The request: Below is a block of records; return all of them exactly, but without the images.

** START Source data **

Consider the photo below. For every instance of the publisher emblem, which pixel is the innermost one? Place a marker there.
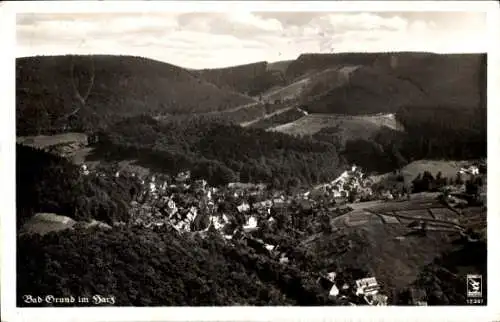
(474, 286)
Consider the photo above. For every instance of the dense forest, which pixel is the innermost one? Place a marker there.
(220, 153)
(88, 92)
(49, 183)
(141, 267)
(440, 282)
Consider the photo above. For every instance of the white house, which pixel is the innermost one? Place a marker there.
(334, 291)
(251, 223)
(331, 276)
(243, 207)
(367, 286)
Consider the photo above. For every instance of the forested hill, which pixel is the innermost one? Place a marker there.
(252, 79)
(50, 183)
(88, 91)
(221, 153)
(385, 82)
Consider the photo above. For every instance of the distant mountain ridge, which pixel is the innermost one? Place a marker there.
(338, 83)
(120, 86)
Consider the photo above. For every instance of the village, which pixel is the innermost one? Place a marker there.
(236, 211)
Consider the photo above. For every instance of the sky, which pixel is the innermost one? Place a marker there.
(220, 39)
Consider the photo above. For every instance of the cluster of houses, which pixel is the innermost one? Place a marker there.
(364, 291)
(189, 205)
(352, 181)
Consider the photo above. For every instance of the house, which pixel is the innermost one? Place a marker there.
(367, 286)
(376, 299)
(284, 259)
(251, 224)
(244, 207)
(472, 170)
(331, 276)
(334, 291)
(85, 170)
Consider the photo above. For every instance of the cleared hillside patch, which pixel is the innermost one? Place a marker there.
(346, 127)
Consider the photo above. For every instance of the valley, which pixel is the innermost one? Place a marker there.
(281, 183)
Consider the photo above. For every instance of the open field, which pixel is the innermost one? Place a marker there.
(409, 172)
(44, 141)
(392, 251)
(348, 127)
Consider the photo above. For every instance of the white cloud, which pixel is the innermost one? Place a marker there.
(201, 40)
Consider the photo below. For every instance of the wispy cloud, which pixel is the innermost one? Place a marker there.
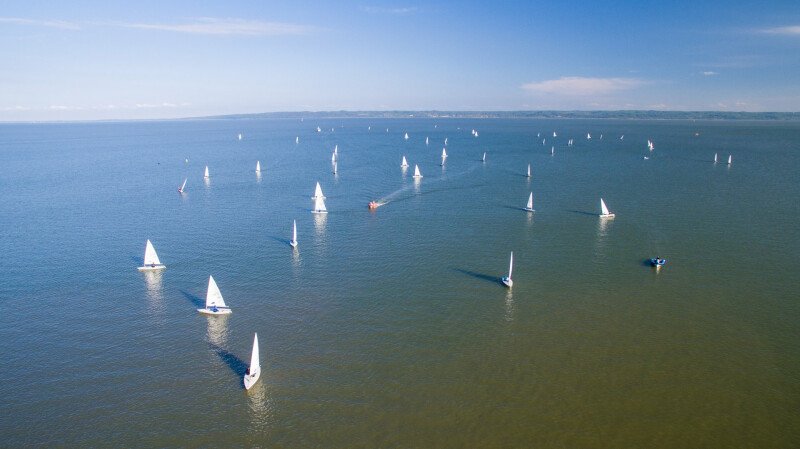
(214, 26)
(577, 85)
(395, 11)
(43, 23)
(791, 30)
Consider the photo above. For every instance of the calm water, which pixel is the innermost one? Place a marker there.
(390, 329)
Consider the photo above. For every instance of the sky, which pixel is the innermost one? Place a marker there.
(98, 60)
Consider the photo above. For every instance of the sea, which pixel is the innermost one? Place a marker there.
(390, 328)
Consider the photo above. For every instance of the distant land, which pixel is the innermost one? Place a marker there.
(631, 115)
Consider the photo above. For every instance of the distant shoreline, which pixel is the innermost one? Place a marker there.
(615, 115)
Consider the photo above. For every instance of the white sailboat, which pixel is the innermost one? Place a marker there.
(254, 370)
(293, 242)
(151, 261)
(529, 207)
(506, 280)
(604, 213)
(318, 192)
(319, 206)
(215, 305)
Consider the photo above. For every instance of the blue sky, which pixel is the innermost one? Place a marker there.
(162, 59)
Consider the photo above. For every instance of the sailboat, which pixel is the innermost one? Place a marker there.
(319, 206)
(529, 207)
(151, 261)
(254, 370)
(293, 242)
(318, 192)
(506, 280)
(215, 305)
(604, 213)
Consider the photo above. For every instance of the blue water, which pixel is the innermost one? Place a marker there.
(390, 328)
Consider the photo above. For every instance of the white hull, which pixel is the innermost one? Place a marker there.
(152, 267)
(251, 379)
(215, 311)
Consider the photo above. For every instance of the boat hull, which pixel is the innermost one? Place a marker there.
(215, 311)
(152, 267)
(250, 380)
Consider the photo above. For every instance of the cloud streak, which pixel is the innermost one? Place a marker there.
(214, 26)
(577, 85)
(61, 24)
(791, 30)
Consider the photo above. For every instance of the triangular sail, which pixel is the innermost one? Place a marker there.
(213, 295)
(150, 256)
(255, 359)
(603, 208)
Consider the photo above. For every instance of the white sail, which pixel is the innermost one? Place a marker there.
(254, 370)
(318, 192)
(213, 295)
(150, 256)
(319, 206)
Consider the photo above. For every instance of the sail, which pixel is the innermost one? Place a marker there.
(150, 256)
(603, 208)
(318, 192)
(255, 362)
(213, 296)
(319, 205)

** END Source data **

The answer:
Consider the photo below. For every instance of the publisher emblem, which pixel is the innermost one? Place a marker there.
(474, 286)
Consider the photo above. For every instance of the dense forest, which pixel is the innermost one? Place a marker there.
(220, 153)
(88, 92)
(49, 183)
(141, 267)
(440, 282)
Consider the photo above. For every instance of the white house, which pixel is the innermost one? Place a marker there.
(334, 291)
(251, 223)
(331, 276)
(243, 207)
(367, 286)
Consider the photo above. For every instance of the forested hill, which pixel is the innermost one? Place a marker there.
(252, 79)
(50, 183)
(88, 91)
(221, 153)
(385, 82)
Consider the photo above. For every instance of the distant mountain ridge, which pixel is the innermost one? Place a marker there.
(338, 83)
(120, 86)
Consider the photo above. For every instance of the village, which pixel is the innermost one? Place a marker there.
(236, 211)
Consider the photo above. For every instance of the sky, which pixel is the innermost one? Place a marker there.
(220, 39)
Consider the photo above. For every instance of the cluster of houses, which pixel is the innermost one? Place a marker there.
(364, 291)
(189, 205)
(352, 181)
Consider the photo above. For every instance of the house, which pixel is the innermost one? Place a marker there.
(367, 286)
(376, 299)
(284, 259)
(251, 224)
(244, 207)
(472, 170)
(331, 276)
(334, 291)
(85, 170)
Consider the photo above. For every instance of the cleared hillside patch, which pixel is the innermost one? Place a marker there.
(346, 127)
Consider the photo above. For every instance of the valley, which pixel is the innermost one? Place a marker there.
(281, 183)
Consider the photo above. For every instance of the open field, which pixel is the innermost one? Place a marker there.
(409, 172)
(44, 141)
(392, 251)
(348, 127)
Consider the photo above. For every instance of the white cloud, which pixel is the innermost one? Place a marker there.
(201, 40)
Consider the photo below. For every instance of the wispy cloud, which pixel is the innermost one? Place a marker there.
(214, 26)
(577, 85)
(395, 11)
(43, 23)
(791, 30)
Consider the photo above. For every instance of the calm water, which pixel is the innermost one? Place a marker there.
(390, 329)
Consider the photo above. For every instance of the sky, which pixel is the innermost one? Place a marker there.
(98, 60)
Consider the photo above. For every instance of the sea, which pixel is the innermost one? Place a marker there.
(390, 328)
Consider the photo above. For every instance of the distant land, which pixel is the innermost one? Place a marker there.
(631, 115)
Consider the photo above. For every instance of the distant shoreline, which pixel is the innermost one? Place a marker there.
(615, 115)
Consider the photo above. For every instance of the white sailboat, which pixel is the innermost one? Place a marker there.
(254, 370)
(293, 242)
(151, 261)
(529, 207)
(506, 280)
(604, 213)
(318, 192)
(319, 206)
(215, 305)
Consider the photo above. For every instance of the blue sky, which pixel is the innermost one? Place a marker there.
(162, 59)
Consider the photo above. For every instance of the sailboat, which pixel is the innermost one? Place a marker there.
(319, 206)
(529, 207)
(151, 261)
(254, 370)
(293, 242)
(318, 192)
(506, 280)
(215, 305)
(604, 213)
Consider the photo above. For every instance of the blue water, which pixel is the innermost one? Place a marker there.
(390, 328)
Consider the photo above. For every instance of the white hull, which pixel is the innermost one? Place a marker there.
(152, 267)
(251, 379)
(215, 311)
Consider the photo above. For every instance of the boat hull, which pixel is the innermost one? Place a marker there.
(215, 311)
(152, 267)
(250, 380)
Consider the photo above. For every instance of the cloud streak, which pixel is the innermost one? Place a marker there.
(214, 26)
(577, 85)
(61, 24)
(791, 30)
Consider the photo above. For every instance of the triangular sail, which pixel is the innermost one? Place a marker there.
(213, 295)
(150, 256)
(255, 359)
(603, 208)
Consider the photo above. For every instance of the white sail, which pixel is the innermost one? Place a marker there.
(254, 370)
(318, 192)
(213, 295)
(150, 256)
(319, 206)
Consider the photo above. For every instance of the sail, which pixel is the innermost one? Place a marker there.
(150, 256)
(603, 208)
(318, 192)
(255, 362)
(213, 296)
(319, 205)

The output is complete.